Extract word for word the lines running from the start of the entries below through the line that contains "<point>35,175</point>", with both of those lines included.

* Begin Material provided *

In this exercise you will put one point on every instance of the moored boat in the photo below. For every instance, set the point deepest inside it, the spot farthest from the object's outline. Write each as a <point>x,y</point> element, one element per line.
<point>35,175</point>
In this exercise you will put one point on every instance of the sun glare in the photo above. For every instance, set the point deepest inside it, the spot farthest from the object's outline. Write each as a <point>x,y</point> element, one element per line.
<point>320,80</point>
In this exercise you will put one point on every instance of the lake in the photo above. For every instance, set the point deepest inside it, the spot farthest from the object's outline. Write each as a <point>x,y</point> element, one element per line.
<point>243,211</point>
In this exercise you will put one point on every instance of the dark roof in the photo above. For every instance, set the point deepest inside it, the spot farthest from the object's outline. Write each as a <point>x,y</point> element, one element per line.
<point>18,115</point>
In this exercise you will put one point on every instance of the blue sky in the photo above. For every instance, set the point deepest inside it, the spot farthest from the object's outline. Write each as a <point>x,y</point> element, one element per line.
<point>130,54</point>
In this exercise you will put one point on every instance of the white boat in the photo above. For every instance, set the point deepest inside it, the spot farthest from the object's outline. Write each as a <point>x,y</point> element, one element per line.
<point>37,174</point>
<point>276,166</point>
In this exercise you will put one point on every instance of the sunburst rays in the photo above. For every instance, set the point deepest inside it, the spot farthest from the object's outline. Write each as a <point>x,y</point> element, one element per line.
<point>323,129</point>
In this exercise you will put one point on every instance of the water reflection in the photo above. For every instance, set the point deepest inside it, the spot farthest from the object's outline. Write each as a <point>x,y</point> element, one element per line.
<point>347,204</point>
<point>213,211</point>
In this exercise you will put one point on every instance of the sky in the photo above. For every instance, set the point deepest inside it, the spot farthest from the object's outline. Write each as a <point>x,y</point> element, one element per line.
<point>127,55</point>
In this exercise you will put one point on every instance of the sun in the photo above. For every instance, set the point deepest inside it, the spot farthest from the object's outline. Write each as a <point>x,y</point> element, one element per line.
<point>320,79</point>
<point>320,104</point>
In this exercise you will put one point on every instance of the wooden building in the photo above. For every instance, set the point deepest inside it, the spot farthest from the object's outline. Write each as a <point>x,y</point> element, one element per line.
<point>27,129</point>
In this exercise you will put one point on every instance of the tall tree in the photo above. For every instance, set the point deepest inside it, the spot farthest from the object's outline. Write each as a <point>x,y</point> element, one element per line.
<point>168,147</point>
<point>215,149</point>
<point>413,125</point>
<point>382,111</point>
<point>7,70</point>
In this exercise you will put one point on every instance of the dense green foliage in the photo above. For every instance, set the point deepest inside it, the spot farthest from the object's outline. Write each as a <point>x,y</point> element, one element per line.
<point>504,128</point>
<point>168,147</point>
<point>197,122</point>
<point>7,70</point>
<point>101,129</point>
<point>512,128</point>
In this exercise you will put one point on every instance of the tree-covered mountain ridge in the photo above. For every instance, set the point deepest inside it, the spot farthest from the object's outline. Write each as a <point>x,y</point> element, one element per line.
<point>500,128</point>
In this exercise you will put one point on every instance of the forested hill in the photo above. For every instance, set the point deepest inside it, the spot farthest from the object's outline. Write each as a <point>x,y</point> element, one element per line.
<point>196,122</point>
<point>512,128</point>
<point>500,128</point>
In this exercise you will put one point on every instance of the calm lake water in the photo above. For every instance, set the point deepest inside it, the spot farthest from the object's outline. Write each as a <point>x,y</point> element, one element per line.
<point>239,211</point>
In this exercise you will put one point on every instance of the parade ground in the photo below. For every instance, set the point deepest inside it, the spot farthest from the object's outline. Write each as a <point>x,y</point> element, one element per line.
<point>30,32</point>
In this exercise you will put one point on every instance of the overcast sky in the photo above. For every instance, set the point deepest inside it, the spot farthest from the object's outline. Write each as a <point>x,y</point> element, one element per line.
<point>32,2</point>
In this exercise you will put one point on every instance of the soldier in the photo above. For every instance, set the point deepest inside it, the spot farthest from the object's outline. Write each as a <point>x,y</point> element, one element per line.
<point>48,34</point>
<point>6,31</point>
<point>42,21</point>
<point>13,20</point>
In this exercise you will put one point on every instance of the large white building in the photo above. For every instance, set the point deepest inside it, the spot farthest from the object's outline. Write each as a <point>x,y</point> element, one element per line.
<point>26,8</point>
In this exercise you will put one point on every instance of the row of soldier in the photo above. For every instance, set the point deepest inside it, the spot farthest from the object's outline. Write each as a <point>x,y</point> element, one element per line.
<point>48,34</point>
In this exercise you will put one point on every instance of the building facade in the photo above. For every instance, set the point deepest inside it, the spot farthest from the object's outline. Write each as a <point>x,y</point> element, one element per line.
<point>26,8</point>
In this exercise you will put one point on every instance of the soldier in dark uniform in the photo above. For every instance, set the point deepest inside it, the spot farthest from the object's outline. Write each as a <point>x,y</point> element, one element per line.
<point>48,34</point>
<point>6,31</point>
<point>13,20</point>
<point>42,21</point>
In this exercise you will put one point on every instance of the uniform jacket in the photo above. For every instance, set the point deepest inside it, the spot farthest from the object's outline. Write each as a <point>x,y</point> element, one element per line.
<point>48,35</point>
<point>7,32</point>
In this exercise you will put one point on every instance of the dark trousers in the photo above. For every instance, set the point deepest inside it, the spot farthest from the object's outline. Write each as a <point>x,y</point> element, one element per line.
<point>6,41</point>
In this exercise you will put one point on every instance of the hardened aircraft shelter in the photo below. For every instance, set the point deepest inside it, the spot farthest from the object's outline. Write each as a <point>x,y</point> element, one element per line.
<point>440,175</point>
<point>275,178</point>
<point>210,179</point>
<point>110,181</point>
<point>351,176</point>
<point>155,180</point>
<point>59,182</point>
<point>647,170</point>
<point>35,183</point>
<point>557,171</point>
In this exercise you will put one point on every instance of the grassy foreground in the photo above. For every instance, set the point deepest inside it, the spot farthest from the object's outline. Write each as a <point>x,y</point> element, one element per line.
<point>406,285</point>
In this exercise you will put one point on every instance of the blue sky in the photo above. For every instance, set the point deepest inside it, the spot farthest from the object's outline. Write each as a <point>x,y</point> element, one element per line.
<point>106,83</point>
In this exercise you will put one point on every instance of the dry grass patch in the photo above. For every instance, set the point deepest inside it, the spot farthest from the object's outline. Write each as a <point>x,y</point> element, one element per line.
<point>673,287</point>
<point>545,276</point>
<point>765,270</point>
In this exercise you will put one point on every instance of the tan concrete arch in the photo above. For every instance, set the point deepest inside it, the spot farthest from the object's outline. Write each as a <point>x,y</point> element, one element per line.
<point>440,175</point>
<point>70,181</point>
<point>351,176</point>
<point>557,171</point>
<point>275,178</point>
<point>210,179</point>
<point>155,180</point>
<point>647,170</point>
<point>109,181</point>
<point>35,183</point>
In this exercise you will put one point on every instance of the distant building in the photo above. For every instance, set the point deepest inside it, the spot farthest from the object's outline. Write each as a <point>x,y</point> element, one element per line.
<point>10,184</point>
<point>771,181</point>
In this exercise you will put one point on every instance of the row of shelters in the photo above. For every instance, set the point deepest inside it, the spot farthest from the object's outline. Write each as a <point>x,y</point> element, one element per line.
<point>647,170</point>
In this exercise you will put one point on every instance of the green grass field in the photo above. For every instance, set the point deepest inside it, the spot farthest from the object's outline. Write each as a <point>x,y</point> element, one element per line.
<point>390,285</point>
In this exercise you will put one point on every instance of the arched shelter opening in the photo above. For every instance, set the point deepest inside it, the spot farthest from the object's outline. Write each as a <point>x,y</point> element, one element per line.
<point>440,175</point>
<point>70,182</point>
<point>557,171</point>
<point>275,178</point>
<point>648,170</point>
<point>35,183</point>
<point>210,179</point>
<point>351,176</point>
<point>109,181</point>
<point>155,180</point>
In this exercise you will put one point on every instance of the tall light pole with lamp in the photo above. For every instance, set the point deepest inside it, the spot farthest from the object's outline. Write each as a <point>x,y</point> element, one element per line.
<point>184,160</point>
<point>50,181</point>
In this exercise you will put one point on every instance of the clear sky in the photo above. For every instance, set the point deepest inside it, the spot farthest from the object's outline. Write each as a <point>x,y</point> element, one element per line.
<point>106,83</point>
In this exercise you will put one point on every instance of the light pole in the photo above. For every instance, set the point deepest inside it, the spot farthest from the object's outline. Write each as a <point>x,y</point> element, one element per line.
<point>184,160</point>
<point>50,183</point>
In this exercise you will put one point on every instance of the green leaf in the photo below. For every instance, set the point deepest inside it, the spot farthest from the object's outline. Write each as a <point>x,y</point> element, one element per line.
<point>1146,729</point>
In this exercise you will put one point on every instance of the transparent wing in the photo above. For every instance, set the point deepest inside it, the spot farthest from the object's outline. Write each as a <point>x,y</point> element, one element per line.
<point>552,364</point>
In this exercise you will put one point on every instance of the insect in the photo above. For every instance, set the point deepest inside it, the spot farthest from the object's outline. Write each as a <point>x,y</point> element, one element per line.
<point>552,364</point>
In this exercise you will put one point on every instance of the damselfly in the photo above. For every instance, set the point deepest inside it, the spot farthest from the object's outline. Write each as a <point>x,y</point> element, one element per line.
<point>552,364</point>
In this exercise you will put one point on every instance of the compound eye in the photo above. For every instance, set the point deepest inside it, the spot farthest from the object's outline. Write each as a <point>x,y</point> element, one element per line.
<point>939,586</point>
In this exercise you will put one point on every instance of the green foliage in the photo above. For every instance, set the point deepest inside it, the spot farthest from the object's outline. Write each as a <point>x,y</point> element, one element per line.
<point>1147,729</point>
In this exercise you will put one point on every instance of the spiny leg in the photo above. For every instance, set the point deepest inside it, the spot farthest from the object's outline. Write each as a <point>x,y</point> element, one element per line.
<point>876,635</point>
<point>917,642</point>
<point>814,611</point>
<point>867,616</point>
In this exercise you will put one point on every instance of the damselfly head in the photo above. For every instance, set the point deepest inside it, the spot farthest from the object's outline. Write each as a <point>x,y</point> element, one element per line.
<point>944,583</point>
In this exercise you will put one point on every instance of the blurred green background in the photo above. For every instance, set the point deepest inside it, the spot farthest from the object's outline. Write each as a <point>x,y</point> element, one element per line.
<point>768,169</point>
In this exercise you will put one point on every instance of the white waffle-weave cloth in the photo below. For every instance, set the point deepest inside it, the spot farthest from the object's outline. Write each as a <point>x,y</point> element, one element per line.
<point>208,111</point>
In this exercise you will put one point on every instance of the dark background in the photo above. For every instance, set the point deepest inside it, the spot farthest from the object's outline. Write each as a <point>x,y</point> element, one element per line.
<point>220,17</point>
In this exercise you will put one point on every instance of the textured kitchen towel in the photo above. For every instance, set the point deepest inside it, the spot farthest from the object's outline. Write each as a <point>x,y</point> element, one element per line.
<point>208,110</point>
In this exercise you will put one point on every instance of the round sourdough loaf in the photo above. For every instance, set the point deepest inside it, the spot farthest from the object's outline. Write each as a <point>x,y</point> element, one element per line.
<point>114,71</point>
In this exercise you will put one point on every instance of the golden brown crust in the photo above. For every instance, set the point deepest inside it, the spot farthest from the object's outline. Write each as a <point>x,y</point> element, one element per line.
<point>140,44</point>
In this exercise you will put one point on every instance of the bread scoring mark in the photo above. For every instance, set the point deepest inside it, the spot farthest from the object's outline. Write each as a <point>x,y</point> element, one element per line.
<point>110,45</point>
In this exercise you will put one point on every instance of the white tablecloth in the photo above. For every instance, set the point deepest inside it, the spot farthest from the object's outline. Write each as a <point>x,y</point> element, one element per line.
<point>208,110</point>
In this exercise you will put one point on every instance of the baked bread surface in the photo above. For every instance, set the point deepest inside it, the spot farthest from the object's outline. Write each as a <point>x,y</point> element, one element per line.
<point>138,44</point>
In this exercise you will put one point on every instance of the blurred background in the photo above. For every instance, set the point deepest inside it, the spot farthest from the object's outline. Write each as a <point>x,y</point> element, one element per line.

* End Material provided *

Solution to this problem ->
In this exercise you will put one point on every instance of the moored boat in the photo below. For every instance, set the point deepest inside it, the spot farthest from the object's outline. Write each as a <point>x,y</point> element, one element per line.
<point>35,175</point>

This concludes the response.